■ EXTRAIT DU DOCUMENT
━━━━━━━━━━━━━━━━━━━━━━━━━━━━━━

Santé «Même le café ne sent rien!»: après le Covid, la quête de l'odorat perdu

Relax

31.10.2021 - 17:25

Encarna Oviedo ne sait plus si elle sent bon. Alors, elle se douche plus souvent. Depuis un an et demi, elle a perdu l'odorat à cause du Covid-19 et se bat, à l'instar de milliers de patients, pour le retrouver.

Cristina Valdivia a elle aussi contracté le Covid en mars 2020 et perdu l'odorat pendant trois mois avant de le retrouver, mais mal.
Cristina Valdivia a elle aussi contracté le Covid en mars 2020 et perdu l'odorat pendant trois mois avant de le retrouver, mais mal.
Pau BARRENA / AFP

31.10.2021 - 17:25

«Même le café, je ne le sens plus!», s'étonne cette sexagénaire vivant près de Terrassa, une ville située au nord-ouest de Barcelone, qui a contracté le virus lors de la première vague de l'épidémie au printemps 2020.

Alors que le pays, traumatisé, comptait ses morts, avoir une forme légère de la maladie lui semblait être une chance et la perte de l'odorat, un détail pour des médecins complètement dépassés.

━━━━━━━━━━━━━━━━━━━━━━━━━━━━━━

■ DONNÉES À ANALYSER
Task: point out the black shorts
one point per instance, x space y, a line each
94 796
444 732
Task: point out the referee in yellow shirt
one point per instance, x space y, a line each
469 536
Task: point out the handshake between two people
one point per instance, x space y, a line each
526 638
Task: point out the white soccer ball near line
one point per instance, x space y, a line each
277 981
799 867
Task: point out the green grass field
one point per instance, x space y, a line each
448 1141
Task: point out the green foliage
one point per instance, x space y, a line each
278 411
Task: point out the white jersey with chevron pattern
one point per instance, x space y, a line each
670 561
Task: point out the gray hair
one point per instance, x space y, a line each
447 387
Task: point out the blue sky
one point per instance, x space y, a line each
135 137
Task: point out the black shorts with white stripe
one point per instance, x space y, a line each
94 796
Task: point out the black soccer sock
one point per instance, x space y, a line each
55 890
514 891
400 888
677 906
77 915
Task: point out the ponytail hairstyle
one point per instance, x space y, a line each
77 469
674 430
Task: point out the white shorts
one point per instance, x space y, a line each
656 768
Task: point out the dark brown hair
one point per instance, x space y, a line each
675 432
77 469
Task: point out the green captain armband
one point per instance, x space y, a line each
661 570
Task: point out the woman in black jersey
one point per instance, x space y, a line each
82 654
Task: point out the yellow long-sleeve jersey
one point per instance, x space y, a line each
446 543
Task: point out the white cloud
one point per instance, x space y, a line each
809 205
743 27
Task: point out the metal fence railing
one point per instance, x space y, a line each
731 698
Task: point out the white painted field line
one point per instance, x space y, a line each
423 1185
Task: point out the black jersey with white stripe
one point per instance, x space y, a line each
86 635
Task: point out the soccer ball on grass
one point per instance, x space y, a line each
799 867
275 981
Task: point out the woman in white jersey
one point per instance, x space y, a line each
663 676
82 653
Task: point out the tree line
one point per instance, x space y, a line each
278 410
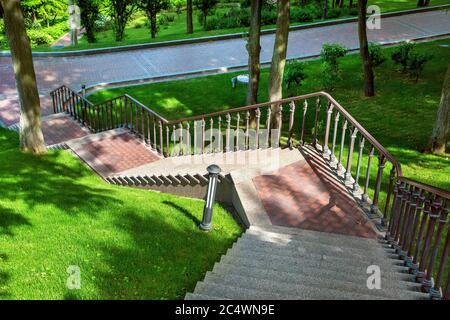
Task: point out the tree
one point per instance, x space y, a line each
89 12
121 11
423 3
439 136
254 50
152 8
31 137
369 85
279 59
205 7
189 25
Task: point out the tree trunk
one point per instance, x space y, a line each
439 137
369 86
189 26
279 59
254 49
153 25
31 138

━━━━━━━━━━━━━━━━━━━━━━━━━━━━━━

■ VOTRE OBJECTIF
Prolongez l'article sur la perte de l'odorat après le Covid au-delà de sa dernière phrase. Les entrées n'ont aucun rôle à jouer dans ce travail.

■ RÉPONSE ATTENDUE
Grâce à la vaccination, la pandémie a marqué le pas mais au moins un demi-million d'Espagnols ne peuvent toujours pas sentir, estime le docteur Joaquim Mullol, directeur du service de l'odorat à l'Hôpital Clinic de Barcelone, l'un des rares spécialistes que le pays comptait avant la pandémie.

«La perte de l'odorat a lieu chez environ 70% des patients qui ont le Covid», explique-t-il. Un quart d'entre eux environ ne l'ont toujours pas retrouvé intégralement, ajoute-t-il, et une grande partie ne consultent pas.

Pour ceux qui le font, les nouvelles ne sont pas très rassurantes car le seul traitement ayant démontré une efficacité jusqu'ici est l'entraînement olfactif, un long processus.

Rééducation

Face au grand nombre de cas, l'hôpital Mutua Terrassa, à une trentaine de kilomètres de Barcelone, a créé en février une unité de l'Odorat, comme d'autres établissements dans le pays.

Environ 90 patients, la plupart atteints de Covid long, y ont été traités. Après un premier bilan, ils se lancent dans une rééducation, à raison d'une séance par semaine pendant quatre mois durant laquelle ils s'efforcent d'identifier des odeurs.

En fin de parcours, ils retournent voir l'ORL et sont soumis à un nouveau test.

«Miel, vanille, chocolat ou cannelle ?», demande le spécialiste à Encarna en lui tendant une des 48 éprouvettes aromatiques. «... Vanille ?», hésite-t-elle. Chez elle, c'est surtout l'odeur du linge propre et de sa maison qui lui manquent le plus.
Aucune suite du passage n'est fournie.